_Text block_
________________

Every so often, if we’re lucky, we’re handed a wake-up call. My latest was on the weekend, at the memorial service of a beautiful woman, Marlene – and the occasion taught me six important things about living.
Get in front of the camera more
I seem to have nearly 8000 photos on my computer. I’m in maybe 50 of them. I’m nearly always behind the lens or, if I’m dragged in front of it, I’m grabbing a child or two to hide behind, because I’m ‘not happy with how I look right now’ the way I was not happy with how I looked when I weighed 10kg less, which was similar to how I felt when I was 32 and a size 10.
The slideshow of images shown of Marlene at the service was full of photos of her looking ‘real’ with her family, which they now have to treasure and remember her by – just as she was. Just as they loved her. I won’t leave my kids scrambling to picture what I looked like – so that’s resolution #1.
Create, create, create
Marlene was an artist and designer and the church was literally draped in her creations. Everywhere we looked, there were her pieces. Pieces of her. Things into which she’d poured her heart and mind. Tangible reminders of who she was and what she loved and how she thought.
I’m not ‘artistic’ in the same way, but I do love to write. Others cook, or paint, or build or make music or sew or indulge in the myriad other ways that we can leave our mark on the world and, if you haven’t found what you love to create yet – keep searching. We don’t need to be brilliant at it – but to leave something we made, that loved ones can hold is really priceless.
Do it now, regardless
When she was diagnosed with a chronic health problem Marlene was given around 10 years to live. So she enrolled in university. A degree and another diploma later, she continued learning and expanding her mind for the 25 years that she lived after her initial diagnosis. My favourite photo in the montage shown at the service was of her receiving her second degree in a wheelchair.

________________

[Referring expression pointing data]
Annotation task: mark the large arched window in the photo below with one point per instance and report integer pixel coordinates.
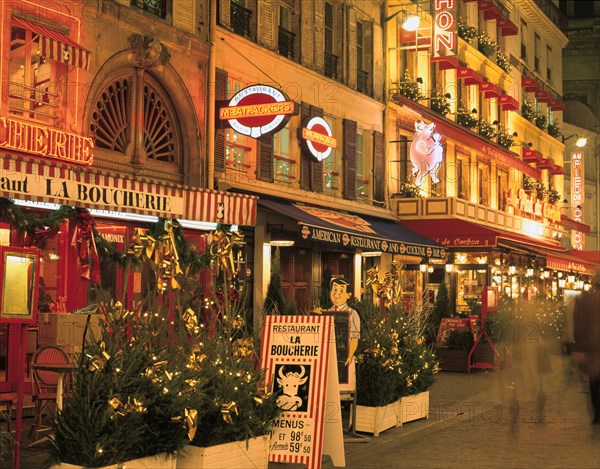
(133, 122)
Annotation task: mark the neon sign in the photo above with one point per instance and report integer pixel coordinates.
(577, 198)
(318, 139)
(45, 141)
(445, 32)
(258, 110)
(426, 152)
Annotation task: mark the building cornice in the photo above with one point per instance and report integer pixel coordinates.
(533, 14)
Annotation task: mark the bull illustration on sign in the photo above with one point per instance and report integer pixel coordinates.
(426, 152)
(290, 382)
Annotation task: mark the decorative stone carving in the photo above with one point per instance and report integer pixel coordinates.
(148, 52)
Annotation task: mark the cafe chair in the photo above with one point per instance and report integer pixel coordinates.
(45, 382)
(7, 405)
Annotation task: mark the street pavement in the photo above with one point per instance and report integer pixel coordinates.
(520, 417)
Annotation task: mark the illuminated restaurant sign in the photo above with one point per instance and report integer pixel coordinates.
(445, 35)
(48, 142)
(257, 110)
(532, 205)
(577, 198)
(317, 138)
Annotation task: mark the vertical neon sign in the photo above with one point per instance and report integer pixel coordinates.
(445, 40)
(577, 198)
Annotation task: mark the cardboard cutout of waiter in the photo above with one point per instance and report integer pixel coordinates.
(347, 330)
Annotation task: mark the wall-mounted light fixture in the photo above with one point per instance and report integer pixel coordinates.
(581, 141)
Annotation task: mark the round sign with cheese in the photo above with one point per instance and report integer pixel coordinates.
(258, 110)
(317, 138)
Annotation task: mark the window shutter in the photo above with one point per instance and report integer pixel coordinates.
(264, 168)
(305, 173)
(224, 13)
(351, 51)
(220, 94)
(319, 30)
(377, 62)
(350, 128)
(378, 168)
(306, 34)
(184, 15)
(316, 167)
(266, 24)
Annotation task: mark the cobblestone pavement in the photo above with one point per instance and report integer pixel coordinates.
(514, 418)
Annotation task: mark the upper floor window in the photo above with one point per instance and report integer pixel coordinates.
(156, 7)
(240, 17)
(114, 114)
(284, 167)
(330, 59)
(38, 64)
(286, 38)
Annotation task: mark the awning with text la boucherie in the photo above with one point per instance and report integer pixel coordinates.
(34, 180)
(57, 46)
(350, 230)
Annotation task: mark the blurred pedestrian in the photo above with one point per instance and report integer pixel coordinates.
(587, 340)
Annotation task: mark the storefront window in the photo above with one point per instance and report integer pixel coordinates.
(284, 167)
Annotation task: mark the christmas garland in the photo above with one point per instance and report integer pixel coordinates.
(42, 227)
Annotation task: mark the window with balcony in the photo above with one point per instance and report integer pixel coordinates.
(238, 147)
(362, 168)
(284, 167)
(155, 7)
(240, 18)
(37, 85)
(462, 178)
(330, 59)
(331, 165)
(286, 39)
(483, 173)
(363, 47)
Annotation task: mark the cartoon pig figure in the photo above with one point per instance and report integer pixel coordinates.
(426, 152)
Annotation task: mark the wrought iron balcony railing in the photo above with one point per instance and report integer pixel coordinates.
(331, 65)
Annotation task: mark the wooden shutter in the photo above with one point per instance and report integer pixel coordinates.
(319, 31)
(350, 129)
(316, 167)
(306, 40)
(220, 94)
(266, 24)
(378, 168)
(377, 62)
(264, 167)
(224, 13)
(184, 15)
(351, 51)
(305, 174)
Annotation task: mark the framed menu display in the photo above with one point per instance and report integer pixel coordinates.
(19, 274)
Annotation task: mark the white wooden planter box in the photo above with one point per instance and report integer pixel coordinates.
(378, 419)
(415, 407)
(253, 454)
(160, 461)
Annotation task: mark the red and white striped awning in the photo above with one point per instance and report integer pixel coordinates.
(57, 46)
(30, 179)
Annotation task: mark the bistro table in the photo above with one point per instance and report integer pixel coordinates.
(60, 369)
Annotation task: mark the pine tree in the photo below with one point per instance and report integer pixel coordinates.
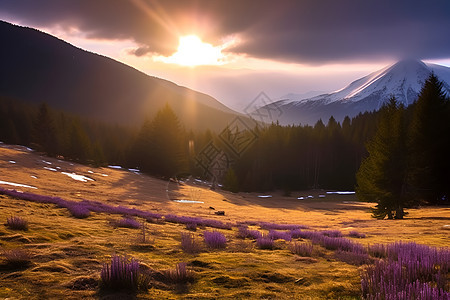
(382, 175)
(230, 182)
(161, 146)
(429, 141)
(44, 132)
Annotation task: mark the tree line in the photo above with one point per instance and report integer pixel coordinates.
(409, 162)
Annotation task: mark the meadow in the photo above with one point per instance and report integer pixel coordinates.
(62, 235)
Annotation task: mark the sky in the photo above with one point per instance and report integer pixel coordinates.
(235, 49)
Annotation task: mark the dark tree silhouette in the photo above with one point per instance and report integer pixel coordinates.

________________

_Instructions_
a. In the text about Marlene's memorial service, how long was Marlene given to live when she was diagnosed with a chronic health problem?
b. Copy the passage of the text about Marlene's memorial service between "Create, create, create" and "is really priceless.", inclusive.
c. Condense the paragraph of the text about Marlene's memorial service that begins "When she was diagnosed" into a shorter version that keeps its main facts.

_Answers_
a. She was given around 10 years to live.

b.
Create, create, create
Marlene was an artist and designer and the church was literally draped in her creations. Everywhere we looked, there were her pieces. Pieces of her. Things into which she’d poured her heart and mind. Tangible reminders of who she was and what she loved and how she thought.
I’m not ‘artistic’ in the same way, but I do love to write. Others cook, or paint, or build or make music or sew or indulge in the myriad other ways that we can leave our mark on the world and, if you haven’t found what you love to create yet – keep searching. We don’t need to be brilliant at it – but to leave something we made, that loved ones can hold is really priceless.

c. Given around 10 years to live after a chronic health diagnosis, Marlene enrolled in university. She earned a degree and another diploma and kept learning for the 25 years she lived after that diagnosis. The writer's favorite photo in the service montage showed her receiving her second degree in a wheelchair.